_STUDY TEXT_.
....
You know, I'm not capable of delving into theory or any other topic
that you're trying to ask it that it doesn't want to answer. So it
essentially made it very hesitant to give its own opinions, I
believe, because if you ask it to speculate, it immediately jumps off
into some stuff that you wouldn't necessarily want to say as a
company or be associated with your brand.
Of course, that's always going to be the big problem with this stuff
is how do you avoid the human stuff that only humans are going to
understand because it doesn't have the context to handle certain
issues. So there's always going to have to be a filtering system no
matter what.
But what I wonder is, all right, that means that people can try to
misuse the system. All right. And there's been instances of this with
chat GBT people, you know, writing papers in college and things like
that, just having it do it for them.
At what stage does it get towards indistinguishable from an actual
human writing something and that nobody can tell either way and that
you can't really look at it and say, "Well, this was not written by a
At some point, it's going to look like it was. So is there some way,
perhaps, to water market or do something that creates some kind of
security against people misusing systems like this?
So that's actually the current open question. Somebody recently came
out with GPT-0. It was a student that put together a website in
response to people using chat GPT to generate essays and submitting
those essays as their own
work to teachers and getting an A+ in the class. The student was
launched this website GPT-0 that gives a response. So you basically
paste in some text that you think might be generated by an AI.
And it tells you, "Yeah, I'm pretty confident that it was an AI."
Unfortunately, it's not very accurate. And I think that it's not
accurate because you really can't, a lot of the time, distinguish the
difference between something that chat GPT created versus something
that a human actually wrote.
Especially if you start with chat GPT, spitting out a very formal
essay and you say, "Well, be a little bit less formal. It'll start
talking more the way that you would find in online writing." And that
point, it is pretty difficult to tell.
I think that we're currently at that point and OpenAI is, I believe,
specifically working on a system to watermark outputs and the way
that works.
Or should I go into how the watermarking process actually works?
Sure. I'd love to hear about it.
So, for example, you can, so chat GPT basically generates its answers
one word at a time. You've probably seen on the website that an
answer doesn't come in as an entire sentence. You just pop up.
So, essentially, every time that it generates a word, it is able to
choose from the entire English vocabulary of possible answers. Some
words are better than others. If you prompt it with SpongeBob Square,
you'd obviously hope to get back pants as a response, or as pretty
much anything else is probably not great.
....
Items listed in a dataset
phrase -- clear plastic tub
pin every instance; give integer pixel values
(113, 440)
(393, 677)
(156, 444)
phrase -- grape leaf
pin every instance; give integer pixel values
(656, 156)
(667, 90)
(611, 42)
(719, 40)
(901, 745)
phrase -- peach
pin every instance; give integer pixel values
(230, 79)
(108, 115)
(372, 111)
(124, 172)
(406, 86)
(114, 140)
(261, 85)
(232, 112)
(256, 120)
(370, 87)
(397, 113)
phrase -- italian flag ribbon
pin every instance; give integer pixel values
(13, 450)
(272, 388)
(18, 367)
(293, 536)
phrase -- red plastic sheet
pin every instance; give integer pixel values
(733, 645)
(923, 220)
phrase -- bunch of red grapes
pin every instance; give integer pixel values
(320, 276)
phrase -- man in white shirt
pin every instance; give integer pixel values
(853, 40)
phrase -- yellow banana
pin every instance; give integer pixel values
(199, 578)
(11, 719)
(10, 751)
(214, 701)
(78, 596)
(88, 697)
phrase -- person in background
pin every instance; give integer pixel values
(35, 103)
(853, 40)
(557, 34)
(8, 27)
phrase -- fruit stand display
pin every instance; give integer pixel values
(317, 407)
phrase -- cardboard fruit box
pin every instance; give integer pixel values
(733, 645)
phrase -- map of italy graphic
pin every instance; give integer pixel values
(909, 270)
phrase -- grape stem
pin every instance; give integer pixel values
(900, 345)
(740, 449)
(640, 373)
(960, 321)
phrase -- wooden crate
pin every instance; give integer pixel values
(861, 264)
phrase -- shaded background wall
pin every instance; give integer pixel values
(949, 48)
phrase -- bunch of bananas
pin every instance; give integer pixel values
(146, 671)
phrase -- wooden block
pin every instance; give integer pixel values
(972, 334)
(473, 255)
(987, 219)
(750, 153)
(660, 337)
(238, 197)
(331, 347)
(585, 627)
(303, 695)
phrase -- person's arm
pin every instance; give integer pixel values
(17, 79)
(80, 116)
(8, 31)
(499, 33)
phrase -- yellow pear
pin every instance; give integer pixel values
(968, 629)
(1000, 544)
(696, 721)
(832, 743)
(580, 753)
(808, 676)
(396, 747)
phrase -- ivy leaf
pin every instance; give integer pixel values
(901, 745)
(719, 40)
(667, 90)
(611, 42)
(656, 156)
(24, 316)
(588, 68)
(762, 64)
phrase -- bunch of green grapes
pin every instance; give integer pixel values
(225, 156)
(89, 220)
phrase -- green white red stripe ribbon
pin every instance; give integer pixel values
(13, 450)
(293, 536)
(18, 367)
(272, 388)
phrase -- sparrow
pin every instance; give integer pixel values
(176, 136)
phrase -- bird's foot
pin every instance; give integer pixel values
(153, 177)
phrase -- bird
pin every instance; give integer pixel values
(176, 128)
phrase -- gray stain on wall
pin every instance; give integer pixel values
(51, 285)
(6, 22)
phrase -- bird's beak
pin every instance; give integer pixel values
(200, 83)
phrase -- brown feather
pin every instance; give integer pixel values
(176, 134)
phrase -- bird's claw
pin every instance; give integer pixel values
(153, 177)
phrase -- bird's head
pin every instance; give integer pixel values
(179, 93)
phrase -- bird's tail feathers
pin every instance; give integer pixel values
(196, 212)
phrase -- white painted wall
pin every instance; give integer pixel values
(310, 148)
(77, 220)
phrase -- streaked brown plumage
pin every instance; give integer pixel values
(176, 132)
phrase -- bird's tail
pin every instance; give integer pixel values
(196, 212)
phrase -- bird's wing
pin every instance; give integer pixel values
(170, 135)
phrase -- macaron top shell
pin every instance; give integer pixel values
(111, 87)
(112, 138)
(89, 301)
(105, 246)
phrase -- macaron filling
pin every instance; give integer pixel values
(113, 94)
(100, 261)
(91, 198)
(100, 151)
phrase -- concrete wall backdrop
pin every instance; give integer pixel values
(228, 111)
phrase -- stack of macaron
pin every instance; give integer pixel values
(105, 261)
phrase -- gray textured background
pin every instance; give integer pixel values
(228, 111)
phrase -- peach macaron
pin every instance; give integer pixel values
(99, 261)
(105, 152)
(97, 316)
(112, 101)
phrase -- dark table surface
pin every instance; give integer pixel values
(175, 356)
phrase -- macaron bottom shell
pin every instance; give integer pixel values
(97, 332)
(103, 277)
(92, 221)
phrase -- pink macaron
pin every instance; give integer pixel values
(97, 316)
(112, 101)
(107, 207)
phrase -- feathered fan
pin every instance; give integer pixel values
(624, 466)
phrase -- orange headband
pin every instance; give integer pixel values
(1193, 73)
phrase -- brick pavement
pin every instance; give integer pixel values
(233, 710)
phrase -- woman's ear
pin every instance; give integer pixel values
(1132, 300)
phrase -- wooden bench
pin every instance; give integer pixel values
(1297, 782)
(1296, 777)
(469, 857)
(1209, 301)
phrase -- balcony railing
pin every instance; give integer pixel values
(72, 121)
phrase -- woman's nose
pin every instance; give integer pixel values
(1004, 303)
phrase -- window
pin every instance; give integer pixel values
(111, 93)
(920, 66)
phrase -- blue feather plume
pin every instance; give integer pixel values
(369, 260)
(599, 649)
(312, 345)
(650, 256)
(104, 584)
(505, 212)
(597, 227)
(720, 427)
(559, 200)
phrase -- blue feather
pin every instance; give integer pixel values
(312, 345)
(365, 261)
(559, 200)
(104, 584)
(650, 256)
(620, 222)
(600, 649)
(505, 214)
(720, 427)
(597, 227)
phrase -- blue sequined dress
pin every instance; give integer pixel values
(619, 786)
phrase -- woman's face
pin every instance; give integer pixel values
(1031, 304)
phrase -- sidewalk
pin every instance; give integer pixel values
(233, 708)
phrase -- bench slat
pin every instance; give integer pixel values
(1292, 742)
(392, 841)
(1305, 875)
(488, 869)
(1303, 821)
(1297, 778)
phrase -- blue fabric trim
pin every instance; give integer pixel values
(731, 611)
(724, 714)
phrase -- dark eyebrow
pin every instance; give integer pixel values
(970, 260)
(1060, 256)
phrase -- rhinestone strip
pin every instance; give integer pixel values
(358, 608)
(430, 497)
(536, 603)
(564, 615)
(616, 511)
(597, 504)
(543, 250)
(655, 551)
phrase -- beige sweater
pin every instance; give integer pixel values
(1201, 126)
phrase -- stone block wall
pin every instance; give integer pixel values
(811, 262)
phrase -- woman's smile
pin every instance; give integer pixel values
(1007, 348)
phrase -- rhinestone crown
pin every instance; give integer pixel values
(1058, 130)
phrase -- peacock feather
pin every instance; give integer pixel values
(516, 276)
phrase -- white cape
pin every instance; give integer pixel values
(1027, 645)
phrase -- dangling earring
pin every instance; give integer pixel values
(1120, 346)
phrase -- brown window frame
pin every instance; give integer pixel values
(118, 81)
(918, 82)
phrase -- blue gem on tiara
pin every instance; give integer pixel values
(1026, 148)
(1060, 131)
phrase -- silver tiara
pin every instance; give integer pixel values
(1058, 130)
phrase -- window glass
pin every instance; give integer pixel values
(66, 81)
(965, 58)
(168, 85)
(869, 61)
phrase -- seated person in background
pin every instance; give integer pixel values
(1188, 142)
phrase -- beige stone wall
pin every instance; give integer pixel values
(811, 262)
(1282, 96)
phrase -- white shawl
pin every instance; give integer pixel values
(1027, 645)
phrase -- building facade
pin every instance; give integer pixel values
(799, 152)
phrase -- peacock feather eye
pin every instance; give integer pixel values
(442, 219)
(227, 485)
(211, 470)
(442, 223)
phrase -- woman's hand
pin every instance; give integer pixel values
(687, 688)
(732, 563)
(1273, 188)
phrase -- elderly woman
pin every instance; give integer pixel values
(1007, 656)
....
_PROBLEMS AND TASKS_.
1/ According to the transcript, how does ChatGPT generate its answers?
2/ Reproduce the part of the transcript between "And it tells" and "difficult to tell.", inclusive.
These entries have no connection to the transcript.

_RESPONSES BY TASK_.
1/ One word at a time.

2/
And it tells you, "Yeah, I'm pretty confident that it was an AI."
Unfortunately, it's not very accurate. And I think that it's not
accurate because you really can't, a lot of the time, distinguish the
difference between something that chat GPT created versus something
that a human actually wrote.
Especially if you start with chat GPT, spitting out a very formal
essay and you say, "Well, be a little bit less formal. It'll start
talking more the way that you would find in online writing." And that
point, it is pretty difficult to tell.